*** Opening SUPPLIED MATERIAL ***

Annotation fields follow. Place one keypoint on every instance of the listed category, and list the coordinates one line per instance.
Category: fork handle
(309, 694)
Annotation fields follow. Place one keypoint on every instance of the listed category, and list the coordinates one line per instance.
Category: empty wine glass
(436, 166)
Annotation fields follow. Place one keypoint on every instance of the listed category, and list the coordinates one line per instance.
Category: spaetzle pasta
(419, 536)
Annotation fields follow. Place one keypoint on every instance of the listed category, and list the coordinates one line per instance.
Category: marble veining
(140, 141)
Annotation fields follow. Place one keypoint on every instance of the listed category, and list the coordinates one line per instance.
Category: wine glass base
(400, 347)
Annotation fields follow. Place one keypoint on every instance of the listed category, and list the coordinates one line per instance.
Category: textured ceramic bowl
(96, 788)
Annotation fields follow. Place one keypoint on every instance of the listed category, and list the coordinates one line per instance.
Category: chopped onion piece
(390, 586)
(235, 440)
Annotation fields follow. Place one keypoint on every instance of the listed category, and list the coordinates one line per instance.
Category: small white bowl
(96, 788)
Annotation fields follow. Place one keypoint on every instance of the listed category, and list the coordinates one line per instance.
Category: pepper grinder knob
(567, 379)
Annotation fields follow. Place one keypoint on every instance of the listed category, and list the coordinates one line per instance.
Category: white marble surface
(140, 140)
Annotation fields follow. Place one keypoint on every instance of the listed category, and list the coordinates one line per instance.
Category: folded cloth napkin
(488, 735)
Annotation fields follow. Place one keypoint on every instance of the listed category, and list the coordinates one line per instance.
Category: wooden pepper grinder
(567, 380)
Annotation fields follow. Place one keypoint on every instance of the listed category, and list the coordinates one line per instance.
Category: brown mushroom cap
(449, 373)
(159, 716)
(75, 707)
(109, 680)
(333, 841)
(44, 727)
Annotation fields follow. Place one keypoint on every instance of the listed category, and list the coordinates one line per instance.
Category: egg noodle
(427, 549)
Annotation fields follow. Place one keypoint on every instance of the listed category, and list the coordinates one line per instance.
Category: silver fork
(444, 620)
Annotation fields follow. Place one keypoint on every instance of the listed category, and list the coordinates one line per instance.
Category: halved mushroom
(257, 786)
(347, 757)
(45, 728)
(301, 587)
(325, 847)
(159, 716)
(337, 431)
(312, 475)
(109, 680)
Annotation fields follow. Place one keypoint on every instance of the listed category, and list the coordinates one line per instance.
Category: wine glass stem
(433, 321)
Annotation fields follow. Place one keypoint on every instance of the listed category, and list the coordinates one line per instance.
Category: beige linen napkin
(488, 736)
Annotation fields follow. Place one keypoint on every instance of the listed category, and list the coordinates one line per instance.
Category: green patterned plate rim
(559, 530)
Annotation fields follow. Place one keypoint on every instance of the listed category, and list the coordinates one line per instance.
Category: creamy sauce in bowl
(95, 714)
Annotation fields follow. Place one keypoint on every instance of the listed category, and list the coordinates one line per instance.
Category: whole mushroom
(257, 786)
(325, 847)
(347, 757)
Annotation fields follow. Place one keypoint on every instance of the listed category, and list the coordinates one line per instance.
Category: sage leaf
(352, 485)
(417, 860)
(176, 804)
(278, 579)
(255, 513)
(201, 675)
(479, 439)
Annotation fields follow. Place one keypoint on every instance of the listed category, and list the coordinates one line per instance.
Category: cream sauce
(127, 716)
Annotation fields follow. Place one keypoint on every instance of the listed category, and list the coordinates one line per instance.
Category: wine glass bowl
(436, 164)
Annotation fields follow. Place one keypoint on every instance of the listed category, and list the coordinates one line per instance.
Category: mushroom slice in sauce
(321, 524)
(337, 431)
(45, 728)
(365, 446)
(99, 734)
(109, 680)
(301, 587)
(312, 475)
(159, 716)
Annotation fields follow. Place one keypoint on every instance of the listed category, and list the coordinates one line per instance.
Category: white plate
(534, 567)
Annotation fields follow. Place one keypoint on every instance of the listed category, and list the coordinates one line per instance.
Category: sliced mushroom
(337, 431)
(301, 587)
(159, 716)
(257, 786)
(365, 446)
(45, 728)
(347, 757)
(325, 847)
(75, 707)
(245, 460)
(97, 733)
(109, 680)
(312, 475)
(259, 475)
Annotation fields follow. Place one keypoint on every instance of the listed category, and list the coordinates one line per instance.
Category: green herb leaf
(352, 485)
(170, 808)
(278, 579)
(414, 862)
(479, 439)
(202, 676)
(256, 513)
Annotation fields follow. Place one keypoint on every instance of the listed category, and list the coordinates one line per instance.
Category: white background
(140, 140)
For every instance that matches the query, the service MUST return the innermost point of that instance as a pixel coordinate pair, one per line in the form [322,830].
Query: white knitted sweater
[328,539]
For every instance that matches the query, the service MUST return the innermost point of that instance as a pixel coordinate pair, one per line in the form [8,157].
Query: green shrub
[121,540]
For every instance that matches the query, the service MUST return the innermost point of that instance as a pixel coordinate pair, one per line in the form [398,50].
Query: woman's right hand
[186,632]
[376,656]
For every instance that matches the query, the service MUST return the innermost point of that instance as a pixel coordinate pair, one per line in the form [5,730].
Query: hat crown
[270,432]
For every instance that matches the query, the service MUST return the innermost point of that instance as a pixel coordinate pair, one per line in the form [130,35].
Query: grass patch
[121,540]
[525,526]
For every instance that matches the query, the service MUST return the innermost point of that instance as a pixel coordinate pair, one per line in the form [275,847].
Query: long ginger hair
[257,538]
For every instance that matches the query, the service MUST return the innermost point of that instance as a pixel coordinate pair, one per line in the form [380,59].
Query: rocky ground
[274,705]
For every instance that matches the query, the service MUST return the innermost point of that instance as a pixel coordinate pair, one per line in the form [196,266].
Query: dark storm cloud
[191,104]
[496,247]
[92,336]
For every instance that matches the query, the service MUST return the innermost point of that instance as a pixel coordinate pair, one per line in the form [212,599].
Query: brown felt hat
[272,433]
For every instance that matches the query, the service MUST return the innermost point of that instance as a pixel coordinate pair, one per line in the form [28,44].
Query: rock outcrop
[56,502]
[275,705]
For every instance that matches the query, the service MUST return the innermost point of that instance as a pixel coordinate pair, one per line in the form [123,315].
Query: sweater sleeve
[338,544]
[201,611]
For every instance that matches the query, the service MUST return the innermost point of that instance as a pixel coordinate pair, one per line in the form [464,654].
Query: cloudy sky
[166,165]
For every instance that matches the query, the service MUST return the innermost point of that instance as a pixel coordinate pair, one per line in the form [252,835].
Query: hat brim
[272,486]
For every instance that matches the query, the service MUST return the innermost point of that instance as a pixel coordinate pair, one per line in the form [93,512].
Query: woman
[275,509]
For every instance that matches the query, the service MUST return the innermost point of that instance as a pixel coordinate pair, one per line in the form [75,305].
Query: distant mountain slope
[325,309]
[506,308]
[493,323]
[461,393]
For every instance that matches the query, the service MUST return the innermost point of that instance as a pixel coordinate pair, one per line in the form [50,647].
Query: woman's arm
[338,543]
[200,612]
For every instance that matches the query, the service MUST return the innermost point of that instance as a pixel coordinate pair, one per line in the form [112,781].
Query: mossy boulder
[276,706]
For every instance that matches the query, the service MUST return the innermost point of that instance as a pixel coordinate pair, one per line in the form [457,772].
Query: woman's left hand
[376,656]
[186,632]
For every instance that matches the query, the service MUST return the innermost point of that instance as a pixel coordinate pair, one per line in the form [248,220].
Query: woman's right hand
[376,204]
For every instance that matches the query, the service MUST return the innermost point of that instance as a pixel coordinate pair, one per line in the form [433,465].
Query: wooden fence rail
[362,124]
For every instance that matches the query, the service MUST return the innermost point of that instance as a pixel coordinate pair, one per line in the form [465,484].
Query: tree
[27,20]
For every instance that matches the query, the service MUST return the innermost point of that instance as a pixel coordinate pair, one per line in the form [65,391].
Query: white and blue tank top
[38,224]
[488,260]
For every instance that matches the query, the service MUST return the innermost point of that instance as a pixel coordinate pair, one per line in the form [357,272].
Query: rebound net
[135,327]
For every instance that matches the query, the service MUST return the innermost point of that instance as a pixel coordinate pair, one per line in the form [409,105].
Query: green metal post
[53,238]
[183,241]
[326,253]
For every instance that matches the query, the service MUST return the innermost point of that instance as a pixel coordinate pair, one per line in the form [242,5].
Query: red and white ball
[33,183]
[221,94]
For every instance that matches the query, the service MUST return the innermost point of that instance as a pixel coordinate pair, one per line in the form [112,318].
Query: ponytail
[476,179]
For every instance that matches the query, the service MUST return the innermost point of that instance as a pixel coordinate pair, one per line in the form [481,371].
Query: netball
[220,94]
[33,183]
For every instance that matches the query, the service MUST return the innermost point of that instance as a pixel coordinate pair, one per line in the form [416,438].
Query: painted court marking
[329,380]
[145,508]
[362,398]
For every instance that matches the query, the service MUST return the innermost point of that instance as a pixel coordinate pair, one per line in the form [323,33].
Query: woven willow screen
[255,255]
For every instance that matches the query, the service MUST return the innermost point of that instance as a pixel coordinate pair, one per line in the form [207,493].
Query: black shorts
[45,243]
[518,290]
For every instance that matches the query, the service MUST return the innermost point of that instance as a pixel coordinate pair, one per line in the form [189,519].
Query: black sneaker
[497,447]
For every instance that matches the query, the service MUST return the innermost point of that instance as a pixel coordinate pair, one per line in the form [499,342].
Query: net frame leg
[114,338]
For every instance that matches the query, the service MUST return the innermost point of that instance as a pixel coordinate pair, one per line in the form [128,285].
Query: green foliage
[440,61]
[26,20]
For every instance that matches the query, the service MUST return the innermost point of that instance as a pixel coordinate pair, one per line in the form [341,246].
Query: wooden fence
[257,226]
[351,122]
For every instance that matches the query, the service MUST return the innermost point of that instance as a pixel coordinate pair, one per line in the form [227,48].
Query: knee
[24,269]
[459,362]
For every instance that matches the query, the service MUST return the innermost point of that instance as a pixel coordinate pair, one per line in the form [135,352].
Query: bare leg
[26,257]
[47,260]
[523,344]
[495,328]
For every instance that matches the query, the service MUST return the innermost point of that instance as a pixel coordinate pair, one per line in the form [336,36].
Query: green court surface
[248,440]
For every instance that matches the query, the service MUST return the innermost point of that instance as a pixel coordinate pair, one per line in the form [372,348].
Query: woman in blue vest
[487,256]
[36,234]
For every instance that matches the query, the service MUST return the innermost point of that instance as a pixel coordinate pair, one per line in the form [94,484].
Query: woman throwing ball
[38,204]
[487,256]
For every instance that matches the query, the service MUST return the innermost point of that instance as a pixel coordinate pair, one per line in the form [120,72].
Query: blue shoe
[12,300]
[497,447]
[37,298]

*** Closing SUPPLIED MATERIAL ***

** WORK INSTRUCTIONS **
Please extract exactly, and only, the lines from the line containing "the form [120,72]." through the last line of the records.

** COMPLETED TASK **
For every instance that matches the query, the service MUST return the innermost point of that instance as a pixel coordinate pair, one per line in the form [120,72].
Query: blue shoe
[12,300]
[497,447]
[37,298]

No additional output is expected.